Stored data entries
■ ■ ■ ■ ■ ■ ■
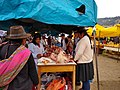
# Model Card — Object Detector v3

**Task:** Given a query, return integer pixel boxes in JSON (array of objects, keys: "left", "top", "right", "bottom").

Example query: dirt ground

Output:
[{"left": 91, "top": 55, "right": 120, "bottom": 90}]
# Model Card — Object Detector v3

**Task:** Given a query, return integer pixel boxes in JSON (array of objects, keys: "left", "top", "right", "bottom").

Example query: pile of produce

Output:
[{"left": 38, "top": 45, "right": 74, "bottom": 64}]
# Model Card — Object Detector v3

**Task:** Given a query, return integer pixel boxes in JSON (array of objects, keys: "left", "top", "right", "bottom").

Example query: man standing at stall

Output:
[{"left": 61, "top": 34, "right": 67, "bottom": 52}]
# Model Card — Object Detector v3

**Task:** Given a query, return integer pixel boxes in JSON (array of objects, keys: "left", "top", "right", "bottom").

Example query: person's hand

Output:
[
  {"left": 37, "top": 54, "right": 43, "bottom": 59},
  {"left": 74, "top": 60, "right": 78, "bottom": 63},
  {"left": 43, "top": 53, "right": 48, "bottom": 57},
  {"left": 35, "top": 84, "right": 40, "bottom": 90}
]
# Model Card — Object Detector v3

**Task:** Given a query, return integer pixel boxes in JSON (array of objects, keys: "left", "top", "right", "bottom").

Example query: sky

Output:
[{"left": 95, "top": 0, "right": 120, "bottom": 18}]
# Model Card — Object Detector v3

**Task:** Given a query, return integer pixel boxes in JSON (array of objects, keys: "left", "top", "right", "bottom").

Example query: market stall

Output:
[
  {"left": 38, "top": 62, "right": 76, "bottom": 90},
  {"left": 88, "top": 24, "right": 120, "bottom": 55},
  {"left": 103, "top": 25, "right": 120, "bottom": 60},
  {"left": 102, "top": 42, "right": 120, "bottom": 60},
  {"left": 35, "top": 45, "right": 75, "bottom": 89},
  {"left": 0, "top": 0, "right": 98, "bottom": 90}
]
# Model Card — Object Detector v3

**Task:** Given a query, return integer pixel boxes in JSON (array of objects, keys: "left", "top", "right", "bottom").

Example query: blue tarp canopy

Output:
[{"left": 0, "top": 0, "right": 97, "bottom": 26}]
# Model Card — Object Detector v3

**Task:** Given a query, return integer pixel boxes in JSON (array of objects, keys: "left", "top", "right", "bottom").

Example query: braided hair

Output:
[{"left": 78, "top": 29, "right": 92, "bottom": 49}]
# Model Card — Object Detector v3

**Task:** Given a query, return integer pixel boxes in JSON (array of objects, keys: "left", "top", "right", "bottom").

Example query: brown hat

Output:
[{"left": 6, "top": 26, "right": 31, "bottom": 39}]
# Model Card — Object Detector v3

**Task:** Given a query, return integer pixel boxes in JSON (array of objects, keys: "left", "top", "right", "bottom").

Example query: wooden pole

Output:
[
  {"left": 93, "top": 26, "right": 100, "bottom": 90},
  {"left": 73, "top": 32, "right": 75, "bottom": 58},
  {"left": 118, "top": 35, "right": 120, "bottom": 62},
  {"left": 97, "top": 31, "right": 100, "bottom": 55}
]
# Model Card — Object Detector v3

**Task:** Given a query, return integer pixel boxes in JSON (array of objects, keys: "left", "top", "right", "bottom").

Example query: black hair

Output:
[
  {"left": 5, "top": 39, "right": 22, "bottom": 58},
  {"left": 61, "top": 34, "right": 65, "bottom": 37},
  {"left": 78, "top": 29, "right": 92, "bottom": 48},
  {"left": 9, "top": 39, "right": 23, "bottom": 45},
  {"left": 32, "top": 33, "right": 41, "bottom": 45},
  {"left": 67, "top": 35, "right": 73, "bottom": 39},
  {"left": 73, "top": 27, "right": 84, "bottom": 32}
]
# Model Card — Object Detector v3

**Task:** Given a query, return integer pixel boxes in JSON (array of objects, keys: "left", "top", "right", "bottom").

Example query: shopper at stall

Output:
[
  {"left": 0, "top": 37, "right": 2, "bottom": 44},
  {"left": 41, "top": 35, "right": 47, "bottom": 47},
  {"left": 66, "top": 35, "right": 73, "bottom": 55},
  {"left": 47, "top": 36, "right": 52, "bottom": 47},
  {"left": 74, "top": 31, "right": 80, "bottom": 47},
  {"left": 28, "top": 33, "right": 45, "bottom": 66},
  {"left": 74, "top": 29, "right": 94, "bottom": 90},
  {"left": 0, "top": 26, "right": 39, "bottom": 90},
  {"left": 73, "top": 30, "right": 80, "bottom": 57},
  {"left": 61, "top": 34, "right": 67, "bottom": 52}
]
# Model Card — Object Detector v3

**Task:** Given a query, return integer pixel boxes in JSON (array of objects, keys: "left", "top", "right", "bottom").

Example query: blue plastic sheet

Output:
■ ■ ■ ■ ■ ■ ■
#### WHAT NEEDS TO BE DONE:
Output the entries above exactly as given, but strip out the pictures.

#### EXPECTED ANSWER:
# Model Card — Object Detector v3

**Task:** Given a query, return integer pixel boxes in JSON (array of objects, keys: "left", "top", "right", "bottom").

Example query: dirt ground

Output:
[{"left": 91, "top": 55, "right": 120, "bottom": 90}]
# Model Card — Object Detector v3

**Task:** Given a query, return integer pixel boxes in JSON (array of objects, keys: "left", "top", "right", "bottom").

Example query: pile of produce

Output:
[{"left": 38, "top": 45, "right": 74, "bottom": 64}]
# Model Card — Object Detector v3

**Task:** Given a query, return integer pixel boxes in JSON (array of objects, keys: "left", "top", "right", "bottom").

Example query: man standing at stall

Output:
[{"left": 61, "top": 34, "right": 67, "bottom": 52}]
# Model Card — Object Detector v3

**Task:** Given a query, return integer pixel boxes in JSON (array of objects, keys: "left", "top", "right", "bottom").

Example query: person's hand

Output:
[
  {"left": 37, "top": 54, "right": 43, "bottom": 59},
  {"left": 74, "top": 60, "right": 78, "bottom": 63},
  {"left": 43, "top": 53, "right": 48, "bottom": 57},
  {"left": 35, "top": 84, "right": 40, "bottom": 90}
]
# Model Card — Object Detector v3

**Task:** Given a query, return integer pixel boxes in JSON (array of objects, keys: "left", "top", "right", "bottom").

Example query: sky

Output:
[{"left": 95, "top": 0, "right": 120, "bottom": 18}]
# Model Card — Object Detector v3

**Task:** Given a query, return integer pixel boxes in JSON (array of objects, keys: "left", "top", "right", "bottom").

Example query: market stall

Output:
[
  {"left": 38, "top": 62, "right": 76, "bottom": 90},
  {"left": 88, "top": 24, "right": 120, "bottom": 55},
  {"left": 103, "top": 25, "right": 120, "bottom": 60},
  {"left": 102, "top": 42, "right": 120, "bottom": 60},
  {"left": 35, "top": 45, "right": 75, "bottom": 89},
  {"left": 0, "top": 0, "right": 98, "bottom": 90}
]
# Model Card — Object Detector v3

**Task:** Given a query, return integer pixel boxes in JSON (array of objects, keys: "left", "top", "right", "bottom").

Example query: blue tarp canopy

Output:
[{"left": 0, "top": 0, "right": 97, "bottom": 26}]
# Model Card — Object Detector v3

**Task:** Given a query, return integer pixel boxes in JSON (array of objects, keys: "left", "top", "right", "bottom").

Example query: braided hair

Output:
[{"left": 78, "top": 29, "right": 92, "bottom": 49}]
# Model Card — Object Detector v3

**Task:** Given a query, return integer pixel boxes in JSON (array of objects, keys: "left", "top", "right", "bottom").

Example query: brown hat

Output:
[{"left": 6, "top": 26, "right": 31, "bottom": 39}]
# Model Card — Object Detector v3

**Task:** Given a query, return integer pixel boxes in JSON (array of objects, keys: "left", "top", "right", "bottom").

Example query: wooden pole

Output:
[
  {"left": 93, "top": 26, "right": 100, "bottom": 90},
  {"left": 73, "top": 32, "right": 75, "bottom": 58},
  {"left": 118, "top": 35, "right": 120, "bottom": 62},
  {"left": 97, "top": 31, "right": 100, "bottom": 55}
]
# Model Card — Object Detector v3

**Task:** Given a query, return integer pixel boxes in JSON (array of objects, keys: "left", "top", "right", "bottom").

Example query: black hair

Output:
[
  {"left": 5, "top": 39, "right": 22, "bottom": 58},
  {"left": 61, "top": 34, "right": 65, "bottom": 37},
  {"left": 78, "top": 29, "right": 92, "bottom": 48},
  {"left": 9, "top": 39, "right": 23, "bottom": 45},
  {"left": 32, "top": 33, "right": 41, "bottom": 45},
  {"left": 67, "top": 35, "right": 73, "bottom": 39},
  {"left": 73, "top": 27, "right": 84, "bottom": 32}
]
# Model Card — Object Detector v3

**Task:** Given a query, return integer pixel boxes in JSON (array of objects, keys: "left", "top", "right", "bottom").

Example query: shopper at stall

Output:
[
  {"left": 0, "top": 37, "right": 2, "bottom": 44},
  {"left": 41, "top": 35, "right": 47, "bottom": 47},
  {"left": 66, "top": 35, "right": 73, "bottom": 55},
  {"left": 47, "top": 36, "right": 52, "bottom": 47},
  {"left": 74, "top": 31, "right": 80, "bottom": 47},
  {"left": 28, "top": 33, "right": 45, "bottom": 66},
  {"left": 74, "top": 29, "right": 94, "bottom": 90},
  {"left": 0, "top": 26, "right": 39, "bottom": 90},
  {"left": 73, "top": 30, "right": 80, "bottom": 57},
  {"left": 61, "top": 34, "right": 67, "bottom": 52}
]
# Model Card — Object Detector v3

**Task:** Given a query, return integer pixel boxes in JSON (array of objects, keys: "left", "top", "right", "bottom").

Example query: blue plastic sheet

Output:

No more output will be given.